What you need to do:
1 > Answer these questions about the night-bus account, using only what it states:
(a) In which city was the writer when planning the trip to Medellín?
(b) How many hours had the journey been advertised to take?
(c) What did the driver reply when asked to make the bus less cold?
2 > From the night-bus account, extract the passage starting with "Otherwise only a" and going on through "in their path.", copied word for word.
3 > Write what comes next in the account of the night bus to Medellín, picking up after its final sentence.

Medellín, the second fiddle of Colombia, now beckoned me in person. Was this to be the homeland of Pablo Escobar, or the land of the eternal spring (as it was called) writ large? One thing I knew while still in Cartagena was that it was about a dozen or so hours away, with nowhere in between to break up the trip. Crap. With no shortage of reservations I had broken down to take the dreaded night bus.
Otherwise only a few different options had been available, not necessarily with the better bus companies. I was in no mood for a long, uncomfortable ride - I wanted a good bus. Off I went into the night then... and a horror show unfolded, naturally. Shortly after leaving, I found myself reaffirming my broken pledge to avoid these sovereigns of the night, hell-bent-on-wheels hellions that nightly proved themselves threatening to all in their path.
It was the bus's plushy inside that had me most concerned to start, however. I always trusted in the self-preservation instinct of the driver to save me from without (a false security, of a surety, but what else had you?) Shortly upon departure, I quickly found the bus so cold I was shivering. That was continued even after huddled into a ball, then thoughout the journey as I stayed on the verge of falling off my seat. The bus, meanwhile, hurtled forth for-e-ver. M-o-o-o-o-om-m-m-m-y!
In retrospect, the ten or eleven hours I guessed the journey to take was better than the thirteen hours it had been advertised to be. THAT had probably accounted for the relentless swerving around obstacles, come to think of it. At one stop, I ventured to ask the driver if he could make the bus less cold at least... to which he replied that the heat was on. Say what? Indeed, a stop at 4a.m. had me walking out into the frigid mountain air, now found only a little colder than inside the bus. Soon couldn't be soon enough to find us in Medellín.

Data listing:
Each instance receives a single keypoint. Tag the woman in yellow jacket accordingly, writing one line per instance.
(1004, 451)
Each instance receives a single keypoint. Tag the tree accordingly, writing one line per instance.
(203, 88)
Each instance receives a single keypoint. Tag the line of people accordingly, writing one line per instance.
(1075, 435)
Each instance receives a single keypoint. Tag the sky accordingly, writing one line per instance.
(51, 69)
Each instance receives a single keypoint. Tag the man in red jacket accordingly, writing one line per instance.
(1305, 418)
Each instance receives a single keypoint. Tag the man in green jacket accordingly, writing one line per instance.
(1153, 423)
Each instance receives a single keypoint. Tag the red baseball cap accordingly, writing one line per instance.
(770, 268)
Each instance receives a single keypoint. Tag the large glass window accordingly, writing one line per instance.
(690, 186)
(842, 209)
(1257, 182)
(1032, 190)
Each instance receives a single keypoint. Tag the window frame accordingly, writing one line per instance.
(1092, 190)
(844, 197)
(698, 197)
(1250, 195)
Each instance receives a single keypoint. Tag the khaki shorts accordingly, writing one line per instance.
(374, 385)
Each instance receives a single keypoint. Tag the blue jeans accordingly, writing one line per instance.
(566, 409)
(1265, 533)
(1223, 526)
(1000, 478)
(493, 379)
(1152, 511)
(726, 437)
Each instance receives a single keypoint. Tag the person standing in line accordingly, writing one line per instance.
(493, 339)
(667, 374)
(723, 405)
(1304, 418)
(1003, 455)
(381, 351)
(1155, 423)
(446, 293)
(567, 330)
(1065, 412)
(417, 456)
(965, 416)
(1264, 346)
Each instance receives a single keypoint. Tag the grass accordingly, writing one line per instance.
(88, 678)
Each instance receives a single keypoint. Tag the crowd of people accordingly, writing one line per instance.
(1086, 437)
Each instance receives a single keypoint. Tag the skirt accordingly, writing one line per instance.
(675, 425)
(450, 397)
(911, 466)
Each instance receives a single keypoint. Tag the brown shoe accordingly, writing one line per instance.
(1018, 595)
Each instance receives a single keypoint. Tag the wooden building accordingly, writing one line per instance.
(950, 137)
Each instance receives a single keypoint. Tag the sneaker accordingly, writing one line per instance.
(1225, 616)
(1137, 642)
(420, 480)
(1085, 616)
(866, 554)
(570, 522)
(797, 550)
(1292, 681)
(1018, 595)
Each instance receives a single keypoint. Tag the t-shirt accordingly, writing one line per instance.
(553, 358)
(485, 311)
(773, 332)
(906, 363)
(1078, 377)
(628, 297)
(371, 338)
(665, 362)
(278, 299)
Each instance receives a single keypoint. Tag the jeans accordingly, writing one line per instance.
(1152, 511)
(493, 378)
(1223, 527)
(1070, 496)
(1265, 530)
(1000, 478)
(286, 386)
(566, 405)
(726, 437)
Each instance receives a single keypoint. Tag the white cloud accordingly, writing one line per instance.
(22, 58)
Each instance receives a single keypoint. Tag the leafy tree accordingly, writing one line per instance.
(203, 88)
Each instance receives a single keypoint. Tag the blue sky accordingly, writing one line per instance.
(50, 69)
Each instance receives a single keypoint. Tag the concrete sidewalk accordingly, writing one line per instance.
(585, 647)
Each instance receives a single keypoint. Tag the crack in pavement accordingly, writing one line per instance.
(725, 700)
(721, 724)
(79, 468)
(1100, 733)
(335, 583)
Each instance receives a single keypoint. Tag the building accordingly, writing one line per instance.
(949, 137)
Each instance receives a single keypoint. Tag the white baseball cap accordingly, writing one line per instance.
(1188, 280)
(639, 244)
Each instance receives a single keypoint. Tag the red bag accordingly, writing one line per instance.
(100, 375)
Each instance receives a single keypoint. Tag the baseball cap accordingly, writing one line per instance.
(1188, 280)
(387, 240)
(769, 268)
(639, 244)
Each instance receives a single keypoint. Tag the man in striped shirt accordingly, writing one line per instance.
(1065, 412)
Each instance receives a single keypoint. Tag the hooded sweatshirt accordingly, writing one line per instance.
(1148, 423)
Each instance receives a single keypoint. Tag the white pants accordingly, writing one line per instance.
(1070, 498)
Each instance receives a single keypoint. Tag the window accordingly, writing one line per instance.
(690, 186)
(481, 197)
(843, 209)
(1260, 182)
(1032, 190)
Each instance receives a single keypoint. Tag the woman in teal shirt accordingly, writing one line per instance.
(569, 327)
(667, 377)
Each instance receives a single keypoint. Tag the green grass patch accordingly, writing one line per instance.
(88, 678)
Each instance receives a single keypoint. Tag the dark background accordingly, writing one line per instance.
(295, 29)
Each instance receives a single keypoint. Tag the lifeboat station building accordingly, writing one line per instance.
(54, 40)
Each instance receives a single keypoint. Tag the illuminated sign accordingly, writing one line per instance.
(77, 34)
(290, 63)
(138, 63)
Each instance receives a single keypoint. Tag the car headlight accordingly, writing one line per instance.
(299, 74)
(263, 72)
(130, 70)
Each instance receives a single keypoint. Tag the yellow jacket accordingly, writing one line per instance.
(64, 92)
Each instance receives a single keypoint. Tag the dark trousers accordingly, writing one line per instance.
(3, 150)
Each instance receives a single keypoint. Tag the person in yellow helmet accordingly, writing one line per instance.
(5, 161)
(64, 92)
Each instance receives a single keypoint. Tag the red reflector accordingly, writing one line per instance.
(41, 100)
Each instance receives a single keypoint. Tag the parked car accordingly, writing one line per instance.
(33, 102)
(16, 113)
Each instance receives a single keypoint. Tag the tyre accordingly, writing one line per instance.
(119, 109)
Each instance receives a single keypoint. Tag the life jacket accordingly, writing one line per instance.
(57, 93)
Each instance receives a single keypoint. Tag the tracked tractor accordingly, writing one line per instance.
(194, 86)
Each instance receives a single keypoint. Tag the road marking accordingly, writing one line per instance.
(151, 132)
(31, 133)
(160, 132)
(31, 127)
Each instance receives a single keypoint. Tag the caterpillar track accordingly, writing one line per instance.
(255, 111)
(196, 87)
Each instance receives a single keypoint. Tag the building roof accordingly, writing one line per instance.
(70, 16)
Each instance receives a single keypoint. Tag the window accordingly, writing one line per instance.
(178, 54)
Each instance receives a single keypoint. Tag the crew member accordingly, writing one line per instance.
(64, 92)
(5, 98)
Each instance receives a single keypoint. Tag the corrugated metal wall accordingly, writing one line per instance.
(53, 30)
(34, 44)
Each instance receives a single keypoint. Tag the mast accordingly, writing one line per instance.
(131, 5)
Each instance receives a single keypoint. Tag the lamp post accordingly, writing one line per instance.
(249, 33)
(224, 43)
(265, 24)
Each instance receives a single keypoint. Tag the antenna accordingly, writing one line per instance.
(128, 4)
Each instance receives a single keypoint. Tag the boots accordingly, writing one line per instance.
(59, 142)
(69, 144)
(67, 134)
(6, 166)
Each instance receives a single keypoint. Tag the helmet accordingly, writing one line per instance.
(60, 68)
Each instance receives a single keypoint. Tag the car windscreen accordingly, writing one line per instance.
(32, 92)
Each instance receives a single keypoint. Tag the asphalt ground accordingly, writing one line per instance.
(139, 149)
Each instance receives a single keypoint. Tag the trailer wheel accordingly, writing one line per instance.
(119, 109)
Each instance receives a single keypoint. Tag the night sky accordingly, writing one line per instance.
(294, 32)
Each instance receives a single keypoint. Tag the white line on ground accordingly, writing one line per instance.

Answers:
1 >
(a) Cartagena
(b) Thirteen hours
(c) He said the heat was on.

2 >
Otherwise only a few different options had been available, not necessarily with the better bus companies. I was in no mood for a long, uncomfortable ride - I wanted a good bus. Off I went into the night then... and a horror show unfolded, naturally. Shortly after leaving, I found myself reaffirming my broken pledge to avoid these sovereigns of the night, hell-bent-on-wheels hellions that nightly proved themselves threatening to all in their path.

3 >
Upon arriving in Medellín at 6:30am, however, the air outside had turned pleasant, probably in the mid-60s (Fahrenheit.) This was more like it. 'Eternal spring' was sounding both good and true in short order, as the thermostat moved up further to a very agreeable temperature.
From the station I immediately took the railed metro (unique to Colombia) to a decent hostel, even as the preferred ones in the Lonely Planet guidebook had fallen through when I had called ahead. I was now getting into the very highest of high season between Christmas and New Year's, after all.
My new home - Hostal Medellín at the Metro's Suramerica stop - proved a good home base in any event, even if I right away determined to find more space in a room with fewer beds. That's not what I'd have to start, and it wouldn't happen courtesy of the season, either. Stuck for the present, I was long past realizing that I couldn't do two trips at the same time, anyway, both being a tourist and productive with the trumpet and writing. The frustration now had risen uncomfortably high, not being presented with other options beyond spending a healthy chunk of money for my own room in high season.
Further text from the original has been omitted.